TEXT SEGMENT:
I would also be spending Valentine's day in Italy , I mean, how romantic could it get?  At that point in my life I was far more into these secular things, and into plenty disastrous scenarios and men, but in honest reflection I was the tornado causing most of the disaster! God had a much bigger plan and lesson to be learned indeed.
Prior to leaving , given my interest in Italian studies I perused the Italian Interest section at Chapters one day and discovered a book about Padre Pio. It grasped my attention to say the least and I clasped the book and reserved myself to buying it. That my soul was never to be the same was an understatement, if you welcome him , look out! I am sure now , that God in all of His goodness knew I needed the intercession of one such spiritual warrior to help shake me from all my badness! 

I'm also assured had he been living and I went to him for confession it'd be one of those spent kneeling for 14 hours, with a line up of people outside shaking their heads at me chanting "Vergogna". 

I was shaken to the core , but not shaken enough of course, just rattled enough to know how real and mighty God was , how true this faith within me was , and how far I had gone from all of it, and that this Padre Pio man was a mighty man of faith and surely very real.
Valentine's day in Italy that year seemed far from romantic. It involved a yelling match with a partner left at home , and just disgust at my current life. Simultaneously this was incredibly the most beautiful day because alive in me was the desire for only God , for a Church, and this is where I reserved myself to spending the day, looking for a Church, a priest, and praying that my English tongue could muster up the ugly litany of my numerous sins in the beautiful Italian language in a confessional somehow. 

I'm amazed looking back and seeing the grace at recognizing the need for Confession, when I couldn't even muster up the effort to attend Sunday Mass. That awakening to seeing our sin and coming to know where it can be remedied is a true grace. 

My friend was off to her day at Bocconi and I was off to find a church, which I was sure in Italy, would not be difficult! Off I went to seek "la Chiesa"

What I discovered on the way was the awareness of radical solitude and my own freedom of vulnerability. There's something about the perception of being unknown in your surroundings that can offer a freedom to appear just as you are without concern. And so I wept and wept through the streets of Milan, it was far more dramatic than necessary, and maybe in many ways poetic perhaps. But it did indeed capture the moment I was in. Ah, the collapse of the sinful fortress within me was beginning. 

 I went into the Church beside the University  but there was no Priest present to hear my Confession. There was a young man praying there and I left as silently as possible in my sniffles and tears to continue seeking another Church. I walked outside and the young man who was in the Church followed me and introduced himself. His name was Giuseppe, he was from Sicily, and he was a law student at Bocconi.

TASK INSTRUCTIONS:
a) Reproduce the part of the Padre Pio passage that opens with the words containing "I was shaken" and closes with "a confessional somehow.".
b) List every line of the records that contains the word "coordinates".

ITEMS:
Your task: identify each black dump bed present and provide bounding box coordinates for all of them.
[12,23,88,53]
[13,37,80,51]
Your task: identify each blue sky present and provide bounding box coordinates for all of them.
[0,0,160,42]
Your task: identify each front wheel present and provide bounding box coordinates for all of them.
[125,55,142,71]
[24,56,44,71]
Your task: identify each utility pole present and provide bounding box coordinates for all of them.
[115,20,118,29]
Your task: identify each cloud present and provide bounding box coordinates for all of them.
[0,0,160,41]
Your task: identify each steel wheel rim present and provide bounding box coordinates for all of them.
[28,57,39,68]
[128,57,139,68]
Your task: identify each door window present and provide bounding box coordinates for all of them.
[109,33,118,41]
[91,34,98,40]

THE RESULTS:
a)
I was shaken to the core , but not shaken enough of course, just rattled enough to know how real and mighty God was , how true this faith within me was , and how far I had gone from all of it, and that this Padre Pio man was a mighty man of faith and surely very real.
Valentine's day in Italy that year seemed far from romantic. It involved a yelling match with a partner left at home , and just disgust at my current life. Simultaneously this was incredibly the most beautiful day because alive in me was the desire for only God , for a Church, and this is where I reserved myself to spending the day, looking for a Church, a priest, and praying that my English tongue could muster up the ugly litany of my numerous sins in the beautiful Italian language in a confessional somehow.

b)
Your task: identify each black dump bed present and provide bounding box coordinates for all of them.
Your task: identify each blue sky present and provide bounding box coordinates for all of them.
Your task: identify each front wheel present and provide bounding box coordinates for all of them.
Your task: identify each utility pole present and provide bounding box coordinates for all of them.
Your task: identify each cloud present and provide bounding box coordinates for all of them.
Your task: identify each steel wheel rim present and provide bounding box coordinates for all of them.
Your task: identify each door window present and provide bounding box coordinates for all of them.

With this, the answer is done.